▶ _WORK TO BE COMPLETED_
Your reply must hold the lines from the one containing "Target: building facade" to the end of the entries, copied exactly, with pictures excluded.

[Image-grounded pointing data]

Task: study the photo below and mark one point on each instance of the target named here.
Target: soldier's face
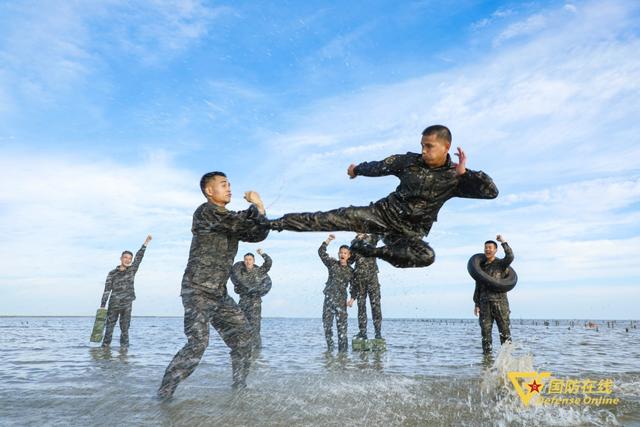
(249, 261)
(434, 150)
(490, 251)
(126, 259)
(219, 190)
(344, 254)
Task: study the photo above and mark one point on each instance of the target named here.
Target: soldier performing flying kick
(406, 215)
(216, 232)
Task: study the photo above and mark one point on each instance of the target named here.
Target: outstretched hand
(351, 171)
(461, 167)
(254, 198)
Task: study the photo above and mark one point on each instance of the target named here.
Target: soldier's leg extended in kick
(400, 250)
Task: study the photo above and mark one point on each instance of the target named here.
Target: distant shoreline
(513, 320)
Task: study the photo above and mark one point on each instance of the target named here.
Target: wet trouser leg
(252, 309)
(235, 331)
(376, 310)
(400, 251)
(327, 322)
(362, 310)
(125, 322)
(341, 323)
(113, 312)
(500, 310)
(227, 318)
(486, 324)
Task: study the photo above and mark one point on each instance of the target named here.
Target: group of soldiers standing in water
(401, 220)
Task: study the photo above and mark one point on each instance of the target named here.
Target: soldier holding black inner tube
(491, 305)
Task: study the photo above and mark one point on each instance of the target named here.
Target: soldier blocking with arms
(251, 283)
(335, 293)
(491, 305)
(216, 233)
(405, 216)
(365, 282)
(119, 290)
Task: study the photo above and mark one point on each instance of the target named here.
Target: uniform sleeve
(508, 255)
(248, 225)
(353, 289)
(107, 290)
(138, 259)
(238, 286)
(324, 256)
(392, 165)
(476, 295)
(266, 266)
(476, 185)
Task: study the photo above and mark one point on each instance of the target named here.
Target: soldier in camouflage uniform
(119, 290)
(490, 305)
(335, 294)
(216, 233)
(405, 216)
(365, 281)
(251, 283)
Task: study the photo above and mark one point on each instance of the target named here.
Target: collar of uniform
(217, 207)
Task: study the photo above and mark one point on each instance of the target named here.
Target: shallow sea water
(433, 373)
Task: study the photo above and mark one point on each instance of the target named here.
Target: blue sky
(111, 112)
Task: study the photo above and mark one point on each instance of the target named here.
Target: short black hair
(492, 242)
(441, 132)
(208, 177)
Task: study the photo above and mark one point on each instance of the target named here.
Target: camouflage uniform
(119, 284)
(251, 286)
(365, 280)
(216, 232)
(335, 298)
(494, 305)
(405, 216)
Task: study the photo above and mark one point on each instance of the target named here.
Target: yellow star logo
(530, 378)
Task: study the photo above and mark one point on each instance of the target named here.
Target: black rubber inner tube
(495, 285)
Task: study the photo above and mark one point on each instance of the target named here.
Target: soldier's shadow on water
(106, 354)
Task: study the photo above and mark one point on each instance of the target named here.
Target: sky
(110, 112)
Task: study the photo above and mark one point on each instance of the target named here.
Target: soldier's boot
(330, 345)
(276, 224)
(363, 248)
(240, 369)
(168, 386)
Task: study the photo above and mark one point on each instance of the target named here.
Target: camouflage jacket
(496, 269)
(340, 277)
(254, 283)
(413, 206)
(119, 283)
(366, 268)
(216, 233)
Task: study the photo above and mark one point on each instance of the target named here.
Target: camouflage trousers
(225, 316)
(490, 311)
(370, 288)
(338, 310)
(401, 250)
(115, 312)
(252, 309)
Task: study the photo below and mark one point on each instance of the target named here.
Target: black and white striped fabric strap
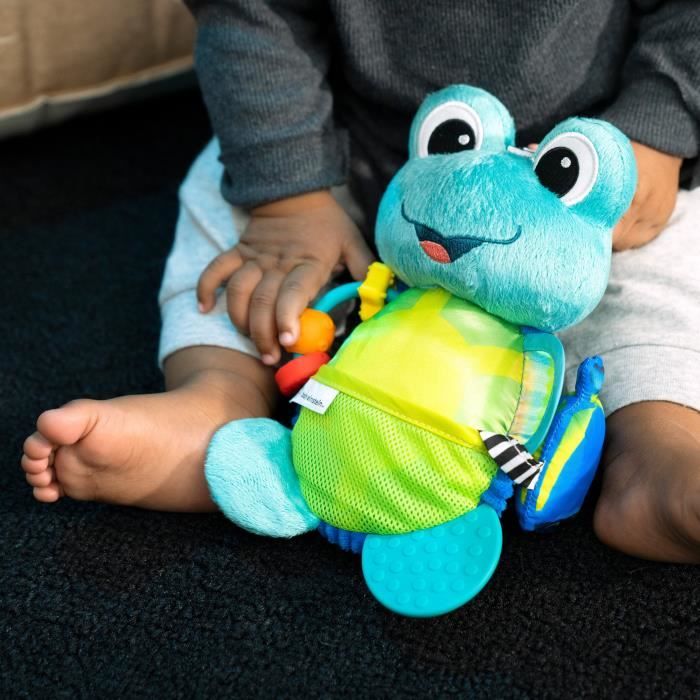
(512, 459)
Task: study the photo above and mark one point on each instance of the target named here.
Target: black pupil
(451, 136)
(558, 170)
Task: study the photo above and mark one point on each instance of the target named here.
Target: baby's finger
(215, 275)
(238, 290)
(299, 287)
(261, 317)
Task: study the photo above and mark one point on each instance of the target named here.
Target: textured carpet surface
(102, 602)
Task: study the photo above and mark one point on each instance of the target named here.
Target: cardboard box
(58, 57)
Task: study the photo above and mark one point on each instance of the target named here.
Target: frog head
(524, 235)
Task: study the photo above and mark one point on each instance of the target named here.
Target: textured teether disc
(431, 572)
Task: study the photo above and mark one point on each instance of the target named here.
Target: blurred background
(59, 58)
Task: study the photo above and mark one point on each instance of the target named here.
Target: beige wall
(54, 52)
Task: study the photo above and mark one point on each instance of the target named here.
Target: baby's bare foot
(145, 451)
(650, 502)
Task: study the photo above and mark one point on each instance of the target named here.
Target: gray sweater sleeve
(262, 66)
(659, 99)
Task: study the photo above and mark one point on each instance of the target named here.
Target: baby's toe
(68, 424)
(36, 446)
(48, 494)
(42, 479)
(34, 466)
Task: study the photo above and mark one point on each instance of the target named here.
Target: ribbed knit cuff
(284, 169)
(651, 110)
(648, 373)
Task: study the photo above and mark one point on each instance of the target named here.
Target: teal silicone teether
(432, 572)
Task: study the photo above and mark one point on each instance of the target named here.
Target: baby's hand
(657, 188)
(287, 253)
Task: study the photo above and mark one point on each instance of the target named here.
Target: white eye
(568, 166)
(450, 128)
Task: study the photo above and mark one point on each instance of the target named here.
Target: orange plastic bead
(316, 332)
(293, 375)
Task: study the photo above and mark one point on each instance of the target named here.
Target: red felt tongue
(435, 251)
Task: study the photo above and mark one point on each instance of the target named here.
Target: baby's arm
(286, 254)
(658, 107)
(262, 66)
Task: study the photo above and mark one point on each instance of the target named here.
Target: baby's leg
(648, 330)
(149, 450)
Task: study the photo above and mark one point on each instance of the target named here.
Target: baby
(311, 101)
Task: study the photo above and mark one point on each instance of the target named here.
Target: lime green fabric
(399, 448)
(364, 470)
(436, 361)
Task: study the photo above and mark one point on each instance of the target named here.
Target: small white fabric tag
(315, 396)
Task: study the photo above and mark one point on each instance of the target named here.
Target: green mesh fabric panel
(364, 470)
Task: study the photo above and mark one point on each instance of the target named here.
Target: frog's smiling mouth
(444, 249)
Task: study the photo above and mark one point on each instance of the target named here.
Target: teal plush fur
(556, 272)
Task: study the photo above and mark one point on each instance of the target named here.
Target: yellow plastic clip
(373, 290)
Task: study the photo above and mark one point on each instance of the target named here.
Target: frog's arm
(569, 455)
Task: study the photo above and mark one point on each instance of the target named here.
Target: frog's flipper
(570, 454)
(252, 479)
(431, 572)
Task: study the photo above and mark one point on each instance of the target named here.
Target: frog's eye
(450, 128)
(568, 166)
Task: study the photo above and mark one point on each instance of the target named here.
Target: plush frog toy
(447, 401)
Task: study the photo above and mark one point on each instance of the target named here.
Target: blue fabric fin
(252, 479)
(570, 454)
(434, 571)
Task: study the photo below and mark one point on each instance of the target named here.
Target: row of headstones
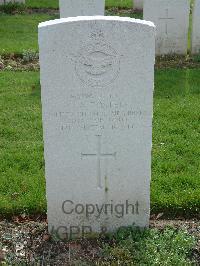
(172, 26)
(172, 38)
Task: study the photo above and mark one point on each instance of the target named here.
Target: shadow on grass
(173, 82)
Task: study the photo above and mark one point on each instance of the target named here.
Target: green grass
(149, 247)
(54, 3)
(19, 32)
(175, 187)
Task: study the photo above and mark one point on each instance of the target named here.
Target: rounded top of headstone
(97, 18)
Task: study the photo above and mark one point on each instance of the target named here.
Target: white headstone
(97, 97)
(73, 8)
(3, 2)
(138, 4)
(196, 28)
(172, 22)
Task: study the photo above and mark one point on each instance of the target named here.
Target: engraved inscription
(99, 155)
(97, 63)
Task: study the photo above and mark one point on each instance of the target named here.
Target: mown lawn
(54, 3)
(175, 187)
(18, 33)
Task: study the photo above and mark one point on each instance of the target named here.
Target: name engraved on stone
(99, 155)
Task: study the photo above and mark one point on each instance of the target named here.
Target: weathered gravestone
(196, 28)
(3, 2)
(138, 4)
(97, 97)
(73, 8)
(172, 21)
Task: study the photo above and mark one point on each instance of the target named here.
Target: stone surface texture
(196, 28)
(172, 22)
(97, 98)
(73, 8)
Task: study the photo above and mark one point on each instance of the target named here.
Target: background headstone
(2, 2)
(196, 28)
(73, 8)
(138, 4)
(172, 22)
(97, 97)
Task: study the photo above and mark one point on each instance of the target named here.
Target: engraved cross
(99, 155)
(166, 18)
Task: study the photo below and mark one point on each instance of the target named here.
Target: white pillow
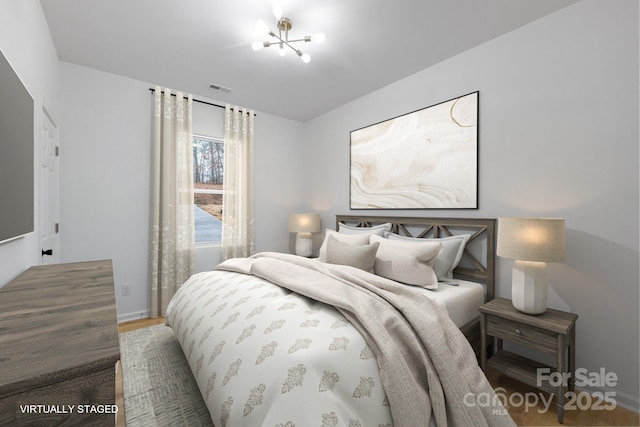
(377, 229)
(351, 239)
(449, 258)
(358, 256)
(407, 262)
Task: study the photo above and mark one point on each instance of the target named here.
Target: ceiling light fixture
(282, 38)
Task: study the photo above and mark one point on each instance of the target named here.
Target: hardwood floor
(523, 416)
(125, 327)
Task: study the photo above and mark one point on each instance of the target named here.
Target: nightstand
(552, 332)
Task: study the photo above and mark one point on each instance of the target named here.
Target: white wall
(558, 138)
(27, 45)
(105, 178)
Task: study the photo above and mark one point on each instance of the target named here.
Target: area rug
(158, 386)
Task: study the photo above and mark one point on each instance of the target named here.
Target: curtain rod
(201, 102)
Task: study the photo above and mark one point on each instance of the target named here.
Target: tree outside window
(208, 179)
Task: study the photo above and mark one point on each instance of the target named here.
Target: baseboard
(136, 315)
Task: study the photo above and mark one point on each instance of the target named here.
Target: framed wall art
(427, 159)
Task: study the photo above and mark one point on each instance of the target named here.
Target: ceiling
(189, 44)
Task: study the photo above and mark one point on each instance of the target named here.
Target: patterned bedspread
(263, 355)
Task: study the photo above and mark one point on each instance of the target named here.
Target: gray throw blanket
(428, 369)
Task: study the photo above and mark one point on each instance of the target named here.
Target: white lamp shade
(305, 222)
(531, 239)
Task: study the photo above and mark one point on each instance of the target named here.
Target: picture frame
(425, 159)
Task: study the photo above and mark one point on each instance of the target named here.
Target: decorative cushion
(380, 229)
(352, 239)
(407, 262)
(448, 259)
(358, 256)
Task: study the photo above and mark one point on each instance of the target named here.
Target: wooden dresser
(59, 346)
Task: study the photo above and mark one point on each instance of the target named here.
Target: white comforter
(263, 355)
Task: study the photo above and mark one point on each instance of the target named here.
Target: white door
(49, 210)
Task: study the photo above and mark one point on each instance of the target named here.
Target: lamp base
(529, 287)
(304, 244)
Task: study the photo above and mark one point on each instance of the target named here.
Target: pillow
(407, 262)
(358, 256)
(448, 259)
(377, 229)
(352, 239)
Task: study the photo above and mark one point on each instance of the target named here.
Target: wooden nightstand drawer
(519, 333)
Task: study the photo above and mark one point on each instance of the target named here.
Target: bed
(281, 340)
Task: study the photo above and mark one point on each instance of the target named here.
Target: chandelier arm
(287, 42)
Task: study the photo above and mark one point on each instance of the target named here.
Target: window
(208, 180)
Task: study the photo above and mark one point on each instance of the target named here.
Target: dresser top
(57, 322)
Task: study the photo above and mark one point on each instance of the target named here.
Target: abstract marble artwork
(427, 159)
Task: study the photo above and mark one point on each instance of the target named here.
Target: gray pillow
(407, 262)
(448, 259)
(358, 256)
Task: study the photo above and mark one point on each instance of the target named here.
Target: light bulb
(277, 12)
(262, 26)
(318, 38)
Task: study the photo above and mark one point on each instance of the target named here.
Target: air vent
(220, 88)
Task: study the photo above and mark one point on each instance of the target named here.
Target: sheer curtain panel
(238, 233)
(172, 232)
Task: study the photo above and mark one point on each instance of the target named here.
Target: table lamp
(304, 224)
(532, 242)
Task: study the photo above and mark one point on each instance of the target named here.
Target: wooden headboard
(479, 258)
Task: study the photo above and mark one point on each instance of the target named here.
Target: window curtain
(238, 234)
(172, 233)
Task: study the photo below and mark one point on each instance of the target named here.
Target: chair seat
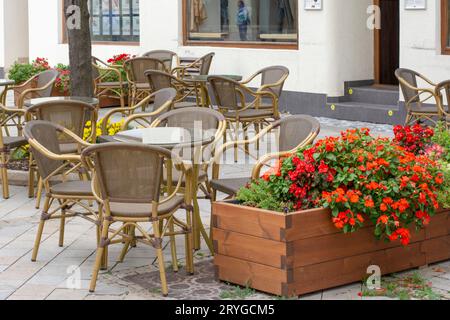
(73, 188)
(250, 113)
(144, 210)
(185, 104)
(14, 142)
(112, 84)
(229, 186)
(424, 109)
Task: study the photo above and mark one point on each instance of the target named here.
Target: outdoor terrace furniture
(135, 68)
(200, 66)
(63, 198)
(231, 99)
(161, 80)
(39, 86)
(127, 184)
(70, 114)
(272, 79)
(295, 132)
(161, 101)
(168, 57)
(7, 144)
(109, 82)
(415, 97)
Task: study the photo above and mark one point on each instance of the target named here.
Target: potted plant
(327, 213)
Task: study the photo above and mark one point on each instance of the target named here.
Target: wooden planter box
(299, 253)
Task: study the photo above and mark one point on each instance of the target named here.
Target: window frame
(445, 24)
(230, 44)
(95, 42)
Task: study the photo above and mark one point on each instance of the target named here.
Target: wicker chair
(43, 137)
(160, 80)
(414, 100)
(168, 57)
(135, 68)
(200, 66)
(160, 101)
(295, 132)
(230, 97)
(212, 122)
(72, 115)
(127, 184)
(443, 90)
(7, 144)
(13, 116)
(272, 79)
(107, 89)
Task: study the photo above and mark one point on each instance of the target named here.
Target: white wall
(420, 42)
(335, 44)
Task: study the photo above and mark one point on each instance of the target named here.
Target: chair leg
(62, 228)
(3, 167)
(39, 193)
(37, 242)
(160, 255)
(100, 253)
(173, 246)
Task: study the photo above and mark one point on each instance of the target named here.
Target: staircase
(372, 103)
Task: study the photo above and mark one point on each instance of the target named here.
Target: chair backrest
(159, 80)
(128, 173)
(46, 79)
(46, 134)
(205, 64)
(407, 76)
(273, 75)
(165, 56)
(227, 93)
(72, 115)
(136, 68)
(296, 130)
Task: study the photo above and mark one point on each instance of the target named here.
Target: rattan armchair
(415, 97)
(103, 88)
(127, 182)
(161, 80)
(168, 57)
(72, 115)
(295, 132)
(14, 116)
(272, 80)
(135, 68)
(161, 101)
(230, 97)
(63, 199)
(200, 66)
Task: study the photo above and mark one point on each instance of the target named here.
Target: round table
(201, 81)
(5, 83)
(88, 100)
(177, 139)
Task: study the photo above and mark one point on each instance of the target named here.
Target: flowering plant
(413, 138)
(359, 178)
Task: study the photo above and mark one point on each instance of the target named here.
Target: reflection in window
(115, 20)
(242, 21)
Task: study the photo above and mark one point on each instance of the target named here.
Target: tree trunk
(80, 48)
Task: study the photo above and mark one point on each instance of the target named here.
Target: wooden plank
(249, 248)
(256, 276)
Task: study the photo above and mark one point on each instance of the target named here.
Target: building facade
(330, 46)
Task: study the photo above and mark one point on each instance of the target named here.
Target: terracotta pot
(302, 252)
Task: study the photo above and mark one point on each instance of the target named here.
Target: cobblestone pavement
(64, 273)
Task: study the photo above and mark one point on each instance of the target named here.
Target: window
(115, 20)
(445, 26)
(246, 23)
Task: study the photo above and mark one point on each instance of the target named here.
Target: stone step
(367, 112)
(381, 95)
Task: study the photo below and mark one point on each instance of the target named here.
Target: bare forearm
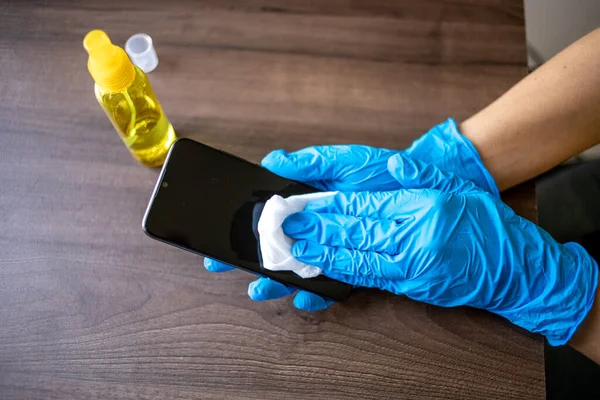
(548, 117)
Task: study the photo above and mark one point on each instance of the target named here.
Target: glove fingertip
(264, 289)
(215, 266)
(274, 159)
(311, 302)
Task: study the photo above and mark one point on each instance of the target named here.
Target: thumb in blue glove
(360, 168)
(446, 242)
(267, 289)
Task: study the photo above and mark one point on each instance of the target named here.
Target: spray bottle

▶ _SOLUTION FOR THIS TASK_
Target: building facade
(330, 46)
Task: study the photo above and mark one point on each instance of the target named here.
Target: terracotta pot
(302, 252)
Task: study the photo above and mark one point on each instance of the target named here.
Target: cobblestone pavement
(64, 273)
Task: study the photo above and mark one point on each instance of the target named here.
Target: window
(115, 20)
(445, 26)
(246, 23)
Task: study the photo above and mark one point on each instance of the target named here.
Target: stone step
(367, 112)
(381, 95)
Task: study the photo below and mark one point on each instance of the target named here.
Target: bare forearm
(548, 117)
Task: study the photo above and mark one point on each instance of the target named here.
Target: glove fingertip
(264, 289)
(215, 266)
(274, 159)
(311, 302)
Task: study the photo above and mark one point on each instance of the target named here.
Target: thumb in blue glove
(360, 168)
(446, 242)
(267, 289)
Task: study the photo above and mark one point on each instance of the target named here.
Target: spray bottle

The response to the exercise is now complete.